→ EXERCISE BRIEF: Type out the material below exactly.
[BEGIN]
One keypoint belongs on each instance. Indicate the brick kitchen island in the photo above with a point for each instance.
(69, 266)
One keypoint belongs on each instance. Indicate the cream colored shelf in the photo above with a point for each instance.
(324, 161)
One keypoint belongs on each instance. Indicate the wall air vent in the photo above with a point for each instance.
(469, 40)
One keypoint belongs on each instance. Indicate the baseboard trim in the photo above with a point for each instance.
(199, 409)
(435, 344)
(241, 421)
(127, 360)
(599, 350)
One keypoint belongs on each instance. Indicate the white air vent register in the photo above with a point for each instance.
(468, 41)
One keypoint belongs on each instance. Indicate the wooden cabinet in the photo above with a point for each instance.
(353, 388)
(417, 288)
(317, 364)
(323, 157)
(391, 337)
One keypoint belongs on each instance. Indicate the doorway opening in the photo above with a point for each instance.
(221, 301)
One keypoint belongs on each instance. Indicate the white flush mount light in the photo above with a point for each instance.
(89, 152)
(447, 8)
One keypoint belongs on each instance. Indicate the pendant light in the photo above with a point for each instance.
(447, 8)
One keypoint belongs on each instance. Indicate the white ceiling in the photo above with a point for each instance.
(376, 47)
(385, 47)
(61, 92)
[END]
→ REPLY:
One keypoint belongs on each instance. Indicate the brick kitchen island in the photo above with a point for each instance.
(69, 266)
One keypoint belongs on each instance. Indicate the cream colored shelf in the photo above with a point for each instance.
(324, 161)
One keypoint belongs on each instance. Indicate the wall air vent in the photo above with a point for each instance.
(469, 40)
One keypoint belongs on each instance. Indicate the baseboard trim in the photo above with a point for each instance.
(199, 409)
(435, 344)
(241, 421)
(127, 360)
(599, 350)
One keypoint belongs on each instance. Indicate the white air vent register in the photo above with a point for each instance.
(468, 41)
One keypoint belongs on each instance. Indicate the wooden cabinet in the photo above with a point for each instance.
(353, 388)
(417, 288)
(317, 364)
(323, 157)
(391, 337)
One keypoint belongs on each instance. Indicate the doorway opening in the photo above with a point for each instance.
(221, 301)
One keypoint belongs on each instance. Indicate the white flush mount light in the photo above with a point for each instance.
(89, 152)
(447, 8)
One keypoint belongs on each instance. Indicate the pendant light in the photo above with a point for each instance.
(447, 8)
One keypoint belongs on each instance. Indicate the white ceiling in the photo above with a point for each instance.
(376, 47)
(385, 47)
(61, 92)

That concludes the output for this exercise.